What this task involves:
Can you edit the entries below so that "instance" is replaced with "occurrence" and everything else stays the same?

Entries from a data source:

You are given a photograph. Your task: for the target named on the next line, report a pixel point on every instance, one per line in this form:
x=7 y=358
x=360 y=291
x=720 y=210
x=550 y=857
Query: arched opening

Task solution:
You are given a photograph. Your task: for the target named on the next line, report a pixel point on every occurrence, one per line in this form:
x=7 y=358
x=360 y=291
x=720 y=210
x=550 y=857
Query: arched opening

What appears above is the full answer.